Stored dataset items:
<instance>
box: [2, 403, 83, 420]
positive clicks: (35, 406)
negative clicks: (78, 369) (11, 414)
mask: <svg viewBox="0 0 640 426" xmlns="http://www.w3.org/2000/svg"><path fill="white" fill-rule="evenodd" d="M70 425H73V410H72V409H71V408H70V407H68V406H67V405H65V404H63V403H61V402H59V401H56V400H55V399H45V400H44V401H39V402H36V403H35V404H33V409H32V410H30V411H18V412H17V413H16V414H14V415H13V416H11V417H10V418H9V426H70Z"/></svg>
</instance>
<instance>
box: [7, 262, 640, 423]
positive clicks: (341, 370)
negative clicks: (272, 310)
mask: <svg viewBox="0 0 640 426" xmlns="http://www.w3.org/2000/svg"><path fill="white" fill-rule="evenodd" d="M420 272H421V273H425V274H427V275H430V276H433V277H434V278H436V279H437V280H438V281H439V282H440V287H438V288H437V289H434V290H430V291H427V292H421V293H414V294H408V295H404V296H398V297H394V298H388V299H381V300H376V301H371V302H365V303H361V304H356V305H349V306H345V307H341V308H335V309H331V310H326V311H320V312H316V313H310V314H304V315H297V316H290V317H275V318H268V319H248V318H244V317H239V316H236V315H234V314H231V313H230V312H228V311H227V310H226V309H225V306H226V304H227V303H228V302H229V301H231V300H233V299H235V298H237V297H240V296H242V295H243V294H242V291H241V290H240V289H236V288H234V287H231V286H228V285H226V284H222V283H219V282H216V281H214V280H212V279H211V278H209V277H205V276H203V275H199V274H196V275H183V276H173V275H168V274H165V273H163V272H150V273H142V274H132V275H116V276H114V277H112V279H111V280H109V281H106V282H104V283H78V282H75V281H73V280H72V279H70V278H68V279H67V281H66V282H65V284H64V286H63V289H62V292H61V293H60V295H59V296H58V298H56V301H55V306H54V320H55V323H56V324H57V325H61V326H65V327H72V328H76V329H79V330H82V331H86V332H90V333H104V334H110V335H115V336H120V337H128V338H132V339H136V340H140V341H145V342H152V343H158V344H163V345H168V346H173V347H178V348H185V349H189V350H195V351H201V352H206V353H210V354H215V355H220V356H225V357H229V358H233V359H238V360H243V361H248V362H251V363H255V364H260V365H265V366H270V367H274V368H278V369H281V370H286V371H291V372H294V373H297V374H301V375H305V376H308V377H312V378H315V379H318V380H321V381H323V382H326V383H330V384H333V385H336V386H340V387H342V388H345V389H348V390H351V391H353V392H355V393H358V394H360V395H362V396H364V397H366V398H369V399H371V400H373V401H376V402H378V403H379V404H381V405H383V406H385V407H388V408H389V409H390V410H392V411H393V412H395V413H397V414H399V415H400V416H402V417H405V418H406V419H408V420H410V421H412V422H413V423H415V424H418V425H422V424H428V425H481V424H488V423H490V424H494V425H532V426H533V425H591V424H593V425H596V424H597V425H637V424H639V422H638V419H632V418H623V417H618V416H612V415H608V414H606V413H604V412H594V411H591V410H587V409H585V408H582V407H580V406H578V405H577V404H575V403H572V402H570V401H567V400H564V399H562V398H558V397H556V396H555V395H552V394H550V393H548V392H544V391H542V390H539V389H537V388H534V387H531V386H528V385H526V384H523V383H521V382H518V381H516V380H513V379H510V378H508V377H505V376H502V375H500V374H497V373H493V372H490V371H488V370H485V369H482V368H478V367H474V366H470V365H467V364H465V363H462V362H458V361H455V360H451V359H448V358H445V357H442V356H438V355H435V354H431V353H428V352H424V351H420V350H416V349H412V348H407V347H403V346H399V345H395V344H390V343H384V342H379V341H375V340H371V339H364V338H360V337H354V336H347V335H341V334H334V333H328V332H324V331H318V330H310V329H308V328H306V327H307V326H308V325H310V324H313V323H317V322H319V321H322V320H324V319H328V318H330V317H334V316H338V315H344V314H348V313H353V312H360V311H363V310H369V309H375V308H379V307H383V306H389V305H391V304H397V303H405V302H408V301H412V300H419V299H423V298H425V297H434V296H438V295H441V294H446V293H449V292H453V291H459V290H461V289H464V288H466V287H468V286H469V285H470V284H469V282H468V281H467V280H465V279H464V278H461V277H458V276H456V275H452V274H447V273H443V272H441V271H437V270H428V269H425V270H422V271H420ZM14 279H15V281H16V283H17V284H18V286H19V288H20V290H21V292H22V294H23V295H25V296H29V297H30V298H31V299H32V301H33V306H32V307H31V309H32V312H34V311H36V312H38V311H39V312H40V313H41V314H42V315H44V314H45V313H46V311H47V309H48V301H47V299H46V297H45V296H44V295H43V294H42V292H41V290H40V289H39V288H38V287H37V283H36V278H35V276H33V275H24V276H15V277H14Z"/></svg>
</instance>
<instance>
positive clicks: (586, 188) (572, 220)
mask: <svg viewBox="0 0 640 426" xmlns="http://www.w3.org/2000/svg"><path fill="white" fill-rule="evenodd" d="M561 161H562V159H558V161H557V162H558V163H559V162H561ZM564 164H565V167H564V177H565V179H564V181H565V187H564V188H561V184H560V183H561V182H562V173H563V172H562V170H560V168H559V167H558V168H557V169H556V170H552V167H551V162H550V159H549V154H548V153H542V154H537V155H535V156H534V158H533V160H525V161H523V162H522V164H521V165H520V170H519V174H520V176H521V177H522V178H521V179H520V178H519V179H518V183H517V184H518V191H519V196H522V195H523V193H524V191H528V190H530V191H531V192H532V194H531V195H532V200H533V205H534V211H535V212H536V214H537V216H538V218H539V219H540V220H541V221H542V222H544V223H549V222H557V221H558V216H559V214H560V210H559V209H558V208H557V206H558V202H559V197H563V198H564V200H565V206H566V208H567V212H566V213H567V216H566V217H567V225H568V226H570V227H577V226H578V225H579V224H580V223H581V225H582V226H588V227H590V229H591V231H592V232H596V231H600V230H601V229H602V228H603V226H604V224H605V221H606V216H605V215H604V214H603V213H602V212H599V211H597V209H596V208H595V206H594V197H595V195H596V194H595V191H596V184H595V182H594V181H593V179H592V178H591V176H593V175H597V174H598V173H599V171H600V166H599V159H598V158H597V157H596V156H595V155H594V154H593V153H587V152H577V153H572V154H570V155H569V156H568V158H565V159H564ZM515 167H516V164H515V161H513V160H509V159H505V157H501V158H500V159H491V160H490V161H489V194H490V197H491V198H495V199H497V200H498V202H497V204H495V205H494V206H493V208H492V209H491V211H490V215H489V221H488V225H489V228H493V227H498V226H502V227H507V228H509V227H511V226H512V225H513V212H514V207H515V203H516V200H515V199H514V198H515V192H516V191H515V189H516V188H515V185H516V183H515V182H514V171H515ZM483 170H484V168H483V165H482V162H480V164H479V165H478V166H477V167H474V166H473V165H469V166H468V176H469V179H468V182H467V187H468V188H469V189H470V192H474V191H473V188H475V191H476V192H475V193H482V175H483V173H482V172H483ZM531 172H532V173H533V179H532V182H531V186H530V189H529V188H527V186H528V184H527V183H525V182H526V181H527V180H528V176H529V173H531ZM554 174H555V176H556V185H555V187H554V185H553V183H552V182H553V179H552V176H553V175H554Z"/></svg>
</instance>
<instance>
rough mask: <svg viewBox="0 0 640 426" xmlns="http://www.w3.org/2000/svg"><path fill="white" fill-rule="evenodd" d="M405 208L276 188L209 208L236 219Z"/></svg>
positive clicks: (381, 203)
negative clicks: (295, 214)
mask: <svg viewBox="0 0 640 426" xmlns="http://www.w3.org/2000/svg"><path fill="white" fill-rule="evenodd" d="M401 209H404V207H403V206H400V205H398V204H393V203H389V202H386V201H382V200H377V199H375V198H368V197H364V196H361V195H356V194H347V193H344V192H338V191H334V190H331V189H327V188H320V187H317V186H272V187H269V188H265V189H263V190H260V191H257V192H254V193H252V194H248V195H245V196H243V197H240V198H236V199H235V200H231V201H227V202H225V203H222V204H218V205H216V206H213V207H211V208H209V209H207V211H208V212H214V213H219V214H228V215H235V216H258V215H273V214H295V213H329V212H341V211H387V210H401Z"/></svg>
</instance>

• Prompt
Find every line in the items above that contains the word "clicks", and copy each one out. Matching is case-sensitive.

• Written answer
positive clicks: (35, 406)
negative clicks: (78, 369) (11, 414)
positive clicks: (341, 370)
negative clicks: (272, 310)
positive clicks: (586, 188) (572, 220)
positive clicks: (381, 203)
negative clicks: (295, 214)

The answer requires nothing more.